▸ ASSIGNMENT
In the text on sacroiliac joint pain, what do Adam and Babus agree is the key to preventing SI joint pain and sacroiliac joint dysfunction?

▸ TEXT SEGMENT
>>
While medical doctors and physical therapists are likely to recommend SI joint exercises and movement therapy to those dealing with sacroiliac joint dysfunction, there are some activities that, generally speaking, should be avoided by anyone with SI joint pain. Jessalynn G. Adam, MD, CAQSM, a board-certified physician specializing in primary care sports medicine with orthopedics and joint replacement at Mercy Medical Center in Baltimore, Maryland, simply advises against any activities that cause pain. “Things like running, jumping, or anything where you’re loading one side of the body may be painful,” she says.
Babus suggests that individuals with SI joint pain also avoid sit-ups, heavy weightlifting, contact sports, and exercises that require twisting and turning at the hips, like golf and tennis. Typical “weekend warrior” activities may also be detrimental. “Excessive biking or long rides can actually cause more harm than good by putting extra pressure on the sacroiliac joints,” he adds.
SI Joint Exercises to Prevent Injury
Adam and Babus agree that a strong core is the key to preventing SI joint pain and sacroiliac joint dysfunction. In addition to incorporating more walking (and less sitting) into your day, try adding these core-strengthening exercises to your fitness routine.
- Lie on your right side propped up on your right elbow and forearm, with your legs straight and stacked. Your shoulders should be positioned above your elbow with your left hand on your hip.
- Engage your core, flex your glutes, and lift your hips off the floor until your body forms a straight line from head to heels.
- Hold for time, then switch sides and repeat.
- Get down on an all fours, with your hands directly below your shoulders and your knees directly below your hips.
- Maintaining a flat back, engage your core and simultaneously extend your right arm straight ahead of you and your left leg straight behind you. Keep your left foot flexed.
- Pause, then return to the starting position.
- Do equal reps on both sides.
- Lie on your left side with your head resting on your left arm, your legs and hips stacked, and your knees bent 90 degrees.
- Bring your knees forward until your feet are aligned with your butt, and place your right hand flat in front of you by your left elbow. This is the starting position.
- Keeping your feet together, engage your core as you slowly lift your right knee without tilting your pelvis or lifting your left knee off the floor.
- Hold for one second, squeezing your glutes, and then lower your knee to the starting position.
<<
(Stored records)
>>
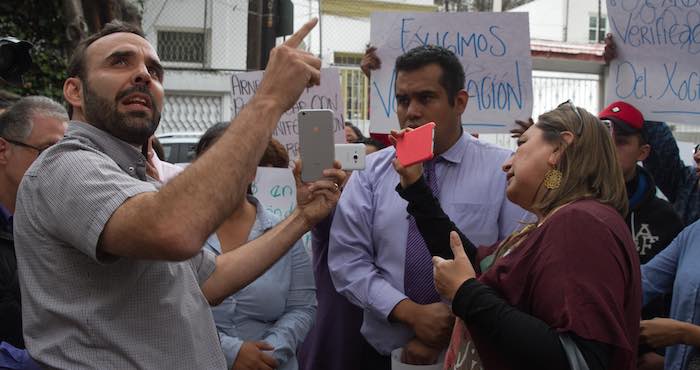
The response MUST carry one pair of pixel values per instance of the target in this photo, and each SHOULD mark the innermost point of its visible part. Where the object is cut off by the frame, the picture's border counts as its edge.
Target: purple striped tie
(418, 273)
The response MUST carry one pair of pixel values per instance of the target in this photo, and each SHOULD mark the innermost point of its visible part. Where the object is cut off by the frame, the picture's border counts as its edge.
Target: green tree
(48, 24)
(42, 24)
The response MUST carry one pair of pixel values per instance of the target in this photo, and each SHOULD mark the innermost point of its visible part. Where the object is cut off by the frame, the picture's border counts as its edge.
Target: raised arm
(239, 267)
(186, 210)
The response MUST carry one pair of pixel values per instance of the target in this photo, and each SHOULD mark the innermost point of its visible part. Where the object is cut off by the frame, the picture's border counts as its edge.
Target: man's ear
(5, 151)
(73, 92)
(644, 151)
(461, 100)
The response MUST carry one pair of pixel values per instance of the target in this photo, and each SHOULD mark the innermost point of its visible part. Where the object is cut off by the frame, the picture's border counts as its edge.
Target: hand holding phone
(416, 145)
(316, 146)
(351, 156)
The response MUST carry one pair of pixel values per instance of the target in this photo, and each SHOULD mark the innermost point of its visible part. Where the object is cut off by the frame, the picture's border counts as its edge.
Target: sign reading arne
(325, 96)
(657, 68)
(494, 49)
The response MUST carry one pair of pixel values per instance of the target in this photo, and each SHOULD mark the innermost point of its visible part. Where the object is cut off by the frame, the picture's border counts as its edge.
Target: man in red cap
(652, 220)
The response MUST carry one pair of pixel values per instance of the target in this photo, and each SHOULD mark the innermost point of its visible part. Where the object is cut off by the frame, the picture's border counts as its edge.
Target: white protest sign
(494, 49)
(325, 96)
(657, 68)
(276, 191)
<<
▸ EXERCISE SOLUTION
A strong core.